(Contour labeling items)
"""

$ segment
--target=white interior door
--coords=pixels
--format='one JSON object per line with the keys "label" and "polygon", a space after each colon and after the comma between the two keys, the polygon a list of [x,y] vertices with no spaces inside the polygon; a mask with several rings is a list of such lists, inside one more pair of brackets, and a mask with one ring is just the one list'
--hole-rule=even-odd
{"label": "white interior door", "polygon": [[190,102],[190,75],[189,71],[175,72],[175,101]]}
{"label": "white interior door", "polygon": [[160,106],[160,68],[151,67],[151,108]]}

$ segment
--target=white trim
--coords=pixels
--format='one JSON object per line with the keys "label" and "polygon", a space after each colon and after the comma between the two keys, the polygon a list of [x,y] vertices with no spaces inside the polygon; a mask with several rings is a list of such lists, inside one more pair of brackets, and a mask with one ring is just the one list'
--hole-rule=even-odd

"""

Your task is to extract all of the records exactly.

** Output for this exercise **
$ segment
--target=white interior door
--coords=pixels
--format='one JSON object per line with the keys "label" and "polygon", a space after each colon and after the comma between the two keys, the polygon a list of [x,y] vertices with no spaces inside the polygon; a mask with several rings is a list of such lists, inside one more pair of brackets, and a mask with one ring is just the one list'
--hole-rule=even-odd
{"label": "white interior door", "polygon": [[190,102],[190,75],[189,71],[175,72],[175,101]]}
{"label": "white interior door", "polygon": [[160,106],[160,68],[151,67],[151,108]]}

$ segment
--target=white trim
--coords=pixels
--format='one JSON object per line with the keys "label" and "polygon", a space after each colon and after the comma between the two keys, the polygon a list of [x,y] vertices with no spaces inside the polygon; a mask with several rings is a list of such lists, inside one more pair of brackets, and a mask with one ring is just the one list'
--hole-rule=even-odd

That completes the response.